**DIRECTIVE**
Retype each of the records below character for character, leaving nothing out.

(Stored records)
****************

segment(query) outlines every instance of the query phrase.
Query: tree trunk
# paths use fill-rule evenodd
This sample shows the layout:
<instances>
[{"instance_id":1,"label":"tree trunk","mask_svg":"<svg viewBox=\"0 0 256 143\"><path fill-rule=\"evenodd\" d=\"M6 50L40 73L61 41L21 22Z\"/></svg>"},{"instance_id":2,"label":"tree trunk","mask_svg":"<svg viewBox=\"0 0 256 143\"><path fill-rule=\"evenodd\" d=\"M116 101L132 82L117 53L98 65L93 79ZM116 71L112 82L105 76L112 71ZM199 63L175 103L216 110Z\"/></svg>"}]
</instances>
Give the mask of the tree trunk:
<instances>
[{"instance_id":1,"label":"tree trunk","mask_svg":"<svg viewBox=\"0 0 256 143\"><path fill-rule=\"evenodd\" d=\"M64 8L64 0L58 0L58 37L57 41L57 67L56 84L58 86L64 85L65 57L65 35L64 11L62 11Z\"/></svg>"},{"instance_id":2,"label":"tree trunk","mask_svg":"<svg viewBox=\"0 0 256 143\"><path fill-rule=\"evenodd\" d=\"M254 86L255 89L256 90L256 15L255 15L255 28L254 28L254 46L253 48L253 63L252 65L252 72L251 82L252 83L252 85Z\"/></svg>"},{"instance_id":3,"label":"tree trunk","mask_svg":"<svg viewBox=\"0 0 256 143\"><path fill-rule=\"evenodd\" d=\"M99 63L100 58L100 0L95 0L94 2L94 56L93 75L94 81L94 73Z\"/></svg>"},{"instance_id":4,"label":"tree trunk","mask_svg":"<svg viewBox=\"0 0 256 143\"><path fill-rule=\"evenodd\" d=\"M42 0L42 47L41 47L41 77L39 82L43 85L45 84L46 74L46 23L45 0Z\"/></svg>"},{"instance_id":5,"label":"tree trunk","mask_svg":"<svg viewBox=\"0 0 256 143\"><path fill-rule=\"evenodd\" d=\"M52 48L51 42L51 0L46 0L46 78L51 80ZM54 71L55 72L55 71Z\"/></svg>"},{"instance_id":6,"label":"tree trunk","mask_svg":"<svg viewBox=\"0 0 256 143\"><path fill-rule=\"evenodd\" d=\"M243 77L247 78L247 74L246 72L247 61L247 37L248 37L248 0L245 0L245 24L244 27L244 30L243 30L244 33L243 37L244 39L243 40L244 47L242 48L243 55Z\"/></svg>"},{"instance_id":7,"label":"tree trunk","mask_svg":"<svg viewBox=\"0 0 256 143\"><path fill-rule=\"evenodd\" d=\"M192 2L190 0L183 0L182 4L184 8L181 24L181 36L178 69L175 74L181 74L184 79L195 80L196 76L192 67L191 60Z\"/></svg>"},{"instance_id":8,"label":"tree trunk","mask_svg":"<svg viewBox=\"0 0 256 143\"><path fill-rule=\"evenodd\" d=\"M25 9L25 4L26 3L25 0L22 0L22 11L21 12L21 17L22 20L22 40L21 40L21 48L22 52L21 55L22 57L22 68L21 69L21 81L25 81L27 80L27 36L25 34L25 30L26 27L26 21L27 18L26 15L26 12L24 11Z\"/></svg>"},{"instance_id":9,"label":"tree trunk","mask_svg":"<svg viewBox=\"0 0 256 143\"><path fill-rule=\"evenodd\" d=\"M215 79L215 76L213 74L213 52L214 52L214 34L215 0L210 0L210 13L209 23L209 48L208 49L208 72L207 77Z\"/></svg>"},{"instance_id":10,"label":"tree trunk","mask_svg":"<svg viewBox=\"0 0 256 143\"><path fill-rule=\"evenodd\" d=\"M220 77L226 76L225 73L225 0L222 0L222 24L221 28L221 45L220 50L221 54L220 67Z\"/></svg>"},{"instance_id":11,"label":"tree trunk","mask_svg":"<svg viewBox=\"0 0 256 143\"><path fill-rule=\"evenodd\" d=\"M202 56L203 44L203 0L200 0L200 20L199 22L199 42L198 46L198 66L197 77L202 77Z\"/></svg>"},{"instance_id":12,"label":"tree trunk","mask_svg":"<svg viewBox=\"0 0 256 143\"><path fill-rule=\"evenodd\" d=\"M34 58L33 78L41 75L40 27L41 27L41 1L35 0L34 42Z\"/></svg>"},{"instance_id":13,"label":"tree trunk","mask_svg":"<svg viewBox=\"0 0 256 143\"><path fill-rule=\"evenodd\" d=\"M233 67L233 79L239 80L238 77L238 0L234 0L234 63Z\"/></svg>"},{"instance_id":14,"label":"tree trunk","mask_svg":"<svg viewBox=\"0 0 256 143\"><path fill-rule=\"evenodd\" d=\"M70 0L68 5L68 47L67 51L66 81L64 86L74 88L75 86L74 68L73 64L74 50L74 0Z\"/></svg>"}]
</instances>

****************

**EXERCISE ANSWER**
segment(query) outlines every instance of the query phrase.
Query: tree trunk
# paths use fill-rule evenodd
This sample shows the layout:
<instances>
[{"instance_id":1,"label":"tree trunk","mask_svg":"<svg viewBox=\"0 0 256 143\"><path fill-rule=\"evenodd\" d=\"M6 50L40 73L61 41L21 22Z\"/></svg>"},{"instance_id":2,"label":"tree trunk","mask_svg":"<svg viewBox=\"0 0 256 143\"><path fill-rule=\"evenodd\" d=\"M116 101L132 82L117 53L98 65L93 79ZM116 71L112 82L105 76L112 71ZM199 63L175 103L216 110Z\"/></svg>"}]
</instances>
Give the mask of the tree trunk:
<instances>
[{"instance_id":1,"label":"tree trunk","mask_svg":"<svg viewBox=\"0 0 256 143\"><path fill-rule=\"evenodd\" d=\"M64 8L64 0L58 0L58 37L57 41L57 67L56 84L58 86L64 85L65 57L65 35L64 11L62 11Z\"/></svg>"},{"instance_id":2,"label":"tree trunk","mask_svg":"<svg viewBox=\"0 0 256 143\"><path fill-rule=\"evenodd\" d=\"M254 86L255 89L256 90L256 15L255 15L255 28L254 28L254 46L253 48L253 63L252 65L252 72L251 82L252 83L252 85Z\"/></svg>"},{"instance_id":3,"label":"tree trunk","mask_svg":"<svg viewBox=\"0 0 256 143\"><path fill-rule=\"evenodd\" d=\"M99 63L100 58L100 0L95 0L94 2L94 56L93 75L94 81L94 73Z\"/></svg>"},{"instance_id":4,"label":"tree trunk","mask_svg":"<svg viewBox=\"0 0 256 143\"><path fill-rule=\"evenodd\" d=\"M42 0L42 47L41 47L41 77L39 82L43 85L45 84L46 74L46 23L45 0Z\"/></svg>"},{"instance_id":5,"label":"tree trunk","mask_svg":"<svg viewBox=\"0 0 256 143\"><path fill-rule=\"evenodd\" d=\"M52 48L51 42L51 0L46 0L46 78L51 80ZM54 71L55 72L55 71Z\"/></svg>"},{"instance_id":6,"label":"tree trunk","mask_svg":"<svg viewBox=\"0 0 256 143\"><path fill-rule=\"evenodd\" d=\"M243 77L247 78L247 74L246 72L247 61L247 37L248 37L248 0L245 0L245 24L244 27L244 30L243 30L244 33L243 37L244 39L243 40L244 47L242 48L243 55Z\"/></svg>"},{"instance_id":7,"label":"tree trunk","mask_svg":"<svg viewBox=\"0 0 256 143\"><path fill-rule=\"evenodd\" d=\"M192 2L190 0L183 0L182 4L184 8L181 24L181 36L178 69L175 74L181 74L184 79L195 80L196 76L192 67L191 60Z\"/></svg>"},{"instance_id":8,"label":"tree trunk","mask_svg":"<svg viewBox=\"0 0 256 143\"><path fill-rule=\"evenodd\" d=\"M25 9L25 4L26 3L25 0L22 0L22 11L21 12L21 17L22 20L22 40L21 40L21 48L22 52L21 55L22 57L22 68L21 69L21 81L25 81L27 80L27 36L25 34L25 30L26 27L26 21L27 18L26 15L26 12L24 11Z\"/></svg>"},{"instance_id":9,"label":"tree trunk","mask_svg":"<svg viewBox=\"0 0 256 143\"><path fill-rule=\"evenodd\" d=\"M215 79L215 76L213 74L213 52L214 52L214 34L215 0L210 0L210 13L209 23L209 48L208 49L208 72L207 77Z\"/></svg>"},{"instance_id":10,"label":"tree trunk","mask_svg":"<svg viewBox=\"0 0 256 143\"><path fill-rule=\"evenodd\" d=\"M220 77L226 76L225 73L225 0L222 0L222 24L221 28L221 45L220 50L221 54L220 67Z\"/></svg>"},{"instance_id":11,"label":"tree trunk","mask_svg":"<svg viewBox=\"0 0 256 143\"><path fill-rule=\"evenodd\" d=\"M202 56L203 44L203 0L200 0L200 20L199 22L199 42L198 46L198 66L197 77L202 77Z\"/></svg>"},{"instance_id":12,"label":"tree trunk","mask_svg":"<svg viewBox=\"0 0 256 143\"><path fill-rule=\"evenodd\" d=\"M34 58L33 78L41 75L40 27L41 27L41 1L35 0L34 42Z\"/></svg>"},{"instance_id":13,"label":"tree trunk","mask_svg":"<svg viewBox=\"0 0 256 143\"><path fill-rule=\"evenodd\" d=\"M233 67L233 79L239 80L238 77L238 0L234 0L234 63Z\"/></svg>"},{"instance_id":14,"label":"tree trunk","mask_svg":"<svg viewBox=\"0 0 256 143\"><path fill-rule=\"evenodd\" d=\"M70 0L68 5L68 47L67 51L66 81L64 86L74 88L75 86L74 68L73 64L74 50L74 0Z\"/></svg>"}]
</instances>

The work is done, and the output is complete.